-------- EXTRACT TO READ
Monday, September 1, 2014

(Early) Fall Food

Today is the first day of September, which means, to me, it's the first day of Fall! Now, I realize that Fall doesn't officially begin for another 20 days, and I also realize that Oklahoma weather does not care about my idea of Fall-- it will be in the mid-90's for the rest of the week. However, September is my birthday month, and Fall is my favorite season, so I have officially declared today the first day of my personal Fall.

In that spirit, I want to share a couple of recipes I have recently tried out that are full of flavor and Fall-ishness. These are both incredibly easy recipes, and the best part is how impressive and delicious they are.

The first incredible dish I want to share is my Strawberry-Rhubarb Pie recipe.


The first step in this recipe is to let go of the need to be fancy, and buy a pre-made pie crust. That's right, I said it. No need to put that much work into this pie-- it's delicious with even the simplest of crusts.

You'll also need:
3 cups of chopped fresh rhubarb
3 cups sliced strawberries
1 tbsp lemon juice
zest of 1 lemon
1/2 cup white sugar
1/4 cup brown sugar
1/4 cup flour
pinch of salt
2 tbsp butter cut into small pieces

First, preheat your oven to 400. Place the first pre-made pie crust into your pie pan and prick with a fork all over. This is essential to having a crispy crust on the bottom.

Combine the fruit, sugar, lemon, zest, flour, and salt in a bowl. Fold well to combine. Pour the filling into the crust and top with the small pieces of butter. These will melt and create a savory mess of deliciousness once you eat the pie.
----------------
-------- SUPPLIED INFORMATION
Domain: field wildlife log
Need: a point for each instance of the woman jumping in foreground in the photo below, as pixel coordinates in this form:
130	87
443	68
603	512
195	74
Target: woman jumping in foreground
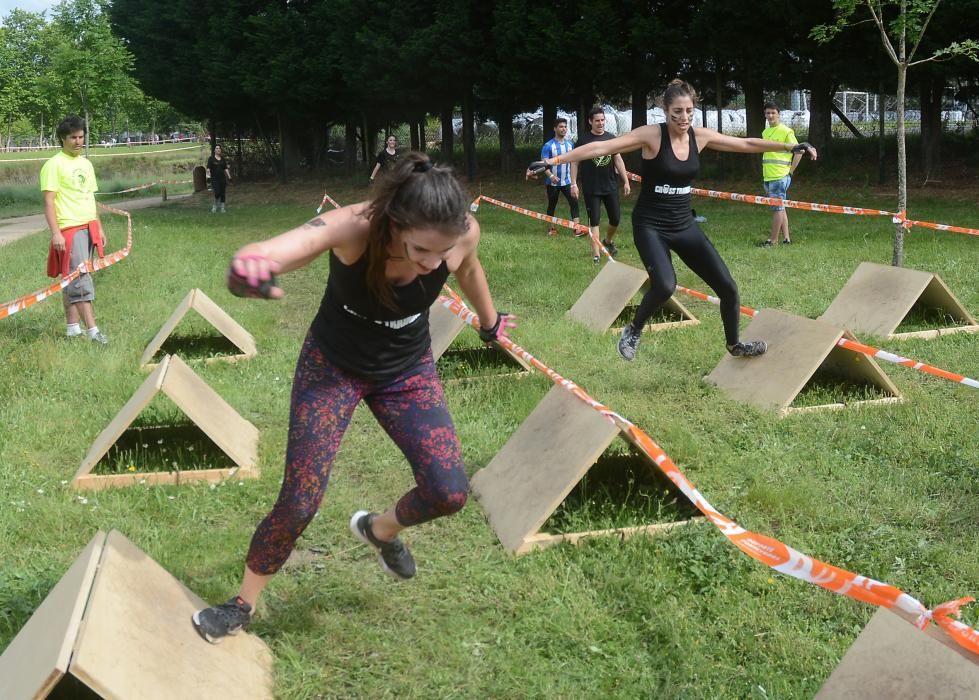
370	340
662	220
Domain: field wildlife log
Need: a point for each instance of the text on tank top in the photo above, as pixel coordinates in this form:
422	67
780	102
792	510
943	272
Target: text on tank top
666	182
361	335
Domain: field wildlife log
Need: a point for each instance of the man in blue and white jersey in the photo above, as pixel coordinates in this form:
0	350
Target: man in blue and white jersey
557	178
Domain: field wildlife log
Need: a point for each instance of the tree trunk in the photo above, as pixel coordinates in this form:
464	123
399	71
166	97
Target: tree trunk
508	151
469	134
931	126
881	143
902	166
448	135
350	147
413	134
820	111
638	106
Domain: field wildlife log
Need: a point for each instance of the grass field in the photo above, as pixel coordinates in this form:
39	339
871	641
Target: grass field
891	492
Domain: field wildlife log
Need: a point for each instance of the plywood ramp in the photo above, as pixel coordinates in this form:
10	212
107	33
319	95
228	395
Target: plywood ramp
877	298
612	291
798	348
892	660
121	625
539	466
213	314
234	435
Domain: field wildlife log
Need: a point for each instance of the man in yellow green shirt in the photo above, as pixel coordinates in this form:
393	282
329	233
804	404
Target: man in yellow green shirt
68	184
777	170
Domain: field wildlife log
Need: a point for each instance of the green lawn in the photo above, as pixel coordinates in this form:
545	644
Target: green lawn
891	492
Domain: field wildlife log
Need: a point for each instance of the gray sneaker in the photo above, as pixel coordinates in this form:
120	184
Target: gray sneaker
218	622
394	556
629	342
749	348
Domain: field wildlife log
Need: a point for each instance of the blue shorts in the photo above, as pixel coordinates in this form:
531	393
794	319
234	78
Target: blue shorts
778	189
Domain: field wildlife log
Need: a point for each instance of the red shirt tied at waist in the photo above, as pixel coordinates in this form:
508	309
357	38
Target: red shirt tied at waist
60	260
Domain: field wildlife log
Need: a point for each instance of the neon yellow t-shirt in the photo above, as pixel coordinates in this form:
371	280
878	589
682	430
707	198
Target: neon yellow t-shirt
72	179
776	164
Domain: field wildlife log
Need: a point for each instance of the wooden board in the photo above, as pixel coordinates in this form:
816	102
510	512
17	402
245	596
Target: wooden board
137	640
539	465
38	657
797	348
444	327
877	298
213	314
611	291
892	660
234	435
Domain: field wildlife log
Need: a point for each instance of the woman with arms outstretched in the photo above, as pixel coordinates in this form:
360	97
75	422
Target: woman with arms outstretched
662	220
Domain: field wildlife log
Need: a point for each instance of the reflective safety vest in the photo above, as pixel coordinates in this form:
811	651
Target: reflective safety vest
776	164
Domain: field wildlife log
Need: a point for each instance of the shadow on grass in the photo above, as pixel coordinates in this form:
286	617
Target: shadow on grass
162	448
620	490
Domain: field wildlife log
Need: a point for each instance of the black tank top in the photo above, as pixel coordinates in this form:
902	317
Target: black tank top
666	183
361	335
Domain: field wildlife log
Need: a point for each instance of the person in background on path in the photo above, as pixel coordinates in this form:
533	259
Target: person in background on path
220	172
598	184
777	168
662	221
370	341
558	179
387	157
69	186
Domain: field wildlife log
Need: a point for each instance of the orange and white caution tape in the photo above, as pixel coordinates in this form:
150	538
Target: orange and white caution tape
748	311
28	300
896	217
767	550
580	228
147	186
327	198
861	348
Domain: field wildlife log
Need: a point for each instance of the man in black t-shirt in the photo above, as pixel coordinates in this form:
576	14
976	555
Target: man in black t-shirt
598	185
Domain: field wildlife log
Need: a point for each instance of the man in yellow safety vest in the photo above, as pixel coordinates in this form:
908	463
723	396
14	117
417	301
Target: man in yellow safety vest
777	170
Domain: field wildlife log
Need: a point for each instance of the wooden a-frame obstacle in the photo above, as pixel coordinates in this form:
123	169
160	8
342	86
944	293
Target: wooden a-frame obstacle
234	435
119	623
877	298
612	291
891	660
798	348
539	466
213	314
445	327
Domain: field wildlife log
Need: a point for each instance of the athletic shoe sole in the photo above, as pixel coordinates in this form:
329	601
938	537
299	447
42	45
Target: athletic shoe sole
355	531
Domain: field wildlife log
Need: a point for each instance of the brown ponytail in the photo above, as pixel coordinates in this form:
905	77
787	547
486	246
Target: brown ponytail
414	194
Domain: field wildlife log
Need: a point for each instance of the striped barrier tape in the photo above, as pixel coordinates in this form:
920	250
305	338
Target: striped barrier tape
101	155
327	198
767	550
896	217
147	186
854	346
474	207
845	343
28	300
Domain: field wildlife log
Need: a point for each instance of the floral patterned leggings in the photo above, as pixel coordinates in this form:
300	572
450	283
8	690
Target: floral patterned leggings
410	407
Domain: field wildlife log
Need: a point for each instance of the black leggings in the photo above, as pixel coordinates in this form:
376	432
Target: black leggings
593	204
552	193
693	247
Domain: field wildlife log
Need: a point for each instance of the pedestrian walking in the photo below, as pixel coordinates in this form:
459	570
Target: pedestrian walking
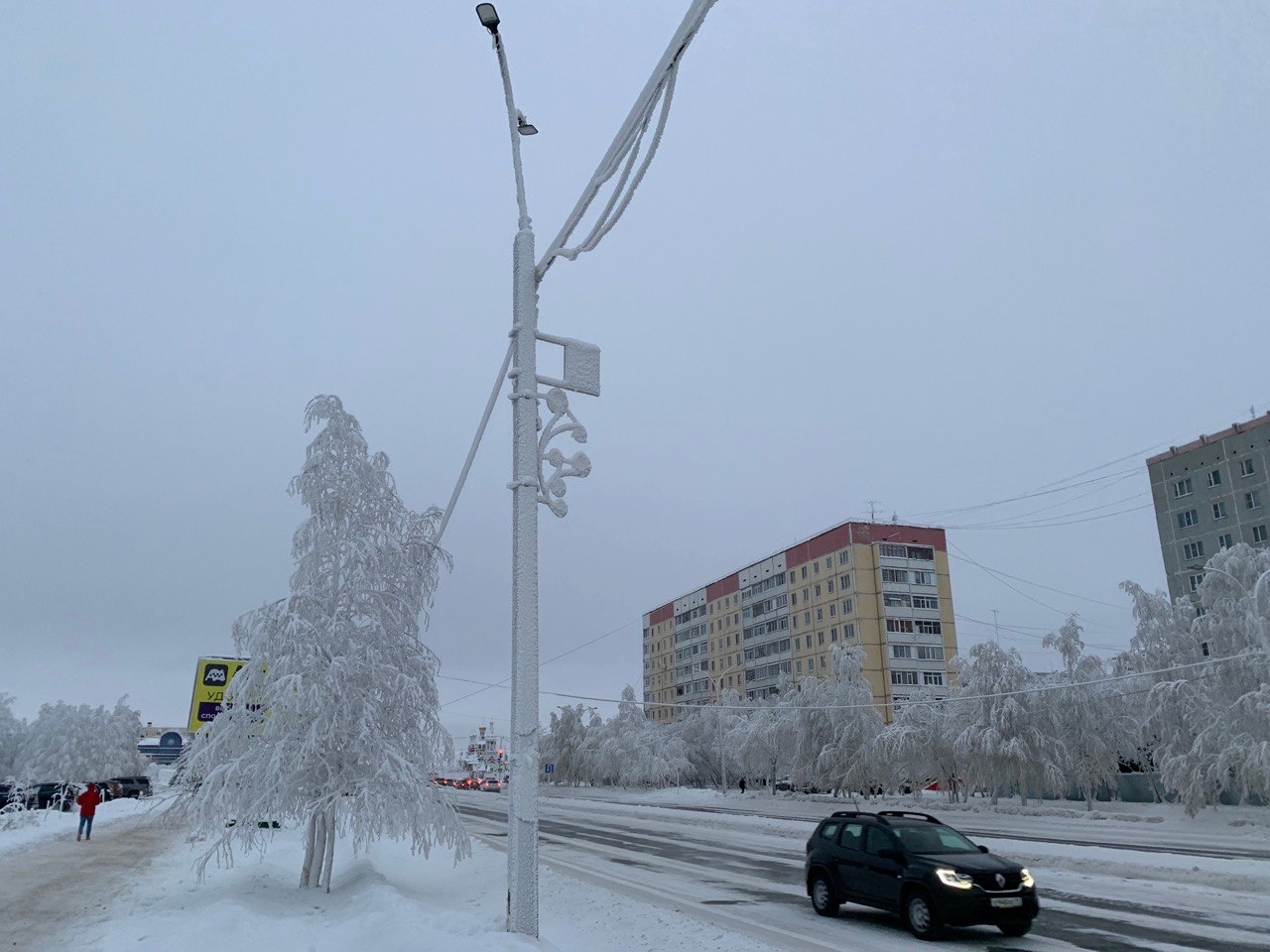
----------------
EXERCISE DIRECTIONS:
Edit the fall food blog post by rewriting the passage starting with "The first incredible" and going on through "simplest of crusts.", changing "pre-made" to "store-bought". These items are separate from the blog post and unrelated to it.

COMPLETE RESPONSE:
The first incredible dish I want to share is my Strawberry-Rhubarb Pie recipe.


The first step in this recipe is to let go of the need to be fancy, and buy a store-bought pie crust. That's right, I said it. No need to put that much work into this pie-- it's delicious with even the simplest of crusts.